** Start Record excerpts **

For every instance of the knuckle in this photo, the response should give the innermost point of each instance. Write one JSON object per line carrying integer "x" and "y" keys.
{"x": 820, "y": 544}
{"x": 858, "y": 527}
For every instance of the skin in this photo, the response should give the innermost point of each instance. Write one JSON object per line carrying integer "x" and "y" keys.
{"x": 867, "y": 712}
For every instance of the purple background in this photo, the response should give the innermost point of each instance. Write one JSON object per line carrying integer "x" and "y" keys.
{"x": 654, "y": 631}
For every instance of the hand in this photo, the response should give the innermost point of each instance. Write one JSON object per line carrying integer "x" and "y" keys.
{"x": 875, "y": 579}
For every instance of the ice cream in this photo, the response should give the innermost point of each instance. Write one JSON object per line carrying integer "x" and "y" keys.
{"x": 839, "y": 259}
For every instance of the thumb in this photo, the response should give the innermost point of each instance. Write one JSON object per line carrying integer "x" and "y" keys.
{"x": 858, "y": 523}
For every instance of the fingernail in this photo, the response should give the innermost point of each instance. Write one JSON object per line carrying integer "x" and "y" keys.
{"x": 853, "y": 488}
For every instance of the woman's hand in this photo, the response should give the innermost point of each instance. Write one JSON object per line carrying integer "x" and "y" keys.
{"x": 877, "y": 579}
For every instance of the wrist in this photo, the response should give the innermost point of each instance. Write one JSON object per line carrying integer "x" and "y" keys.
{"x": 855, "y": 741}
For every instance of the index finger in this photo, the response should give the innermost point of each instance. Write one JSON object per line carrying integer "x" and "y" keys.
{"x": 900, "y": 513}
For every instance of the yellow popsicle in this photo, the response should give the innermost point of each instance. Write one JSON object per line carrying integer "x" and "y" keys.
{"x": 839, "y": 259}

** End Record excerpts **

Instructions to follow
Print every line above, word for word, from the line containing "For every instance of the thumb" down to the final line.

Result for this task
For every instance of the thumb in this photo, the response should give the innermost point of each instance. Write one JSON object per line carrying integer "x" and "y" keys.
{"x": 858, "y": 523}
For every instance of the fingernail in this photo, the response should give the innermost point of each instance. Write one JSON object per line carrying integer "x" and "y" keys.
{"x": 853, "y": 488}
For every instance of the woman's hand in this photo, the response should give the innermost point of each instance. Write one JSON object per line carrying integer "x" and "y" keys.
{"x": 877, "y": 579}
For every instance of the wrist in this photo, the response should give the innermost point of each instance. Write one JSON object per line carrying integer "x" and "y" keys.
{"x": 855, "y": 741}
For every instance of the index finger in this photo, the response should give the innermost point of each instance. Write one JSON object per line carrying integer "x" and "y" keys.
{"x": 900, "y": 513}
For every instance of the yellow popsicle in this photo, the response should give the innermost point of each instance. Write one JSON object per line carrying integer "x" and "y" keys.
{"x": 839, "y": 259}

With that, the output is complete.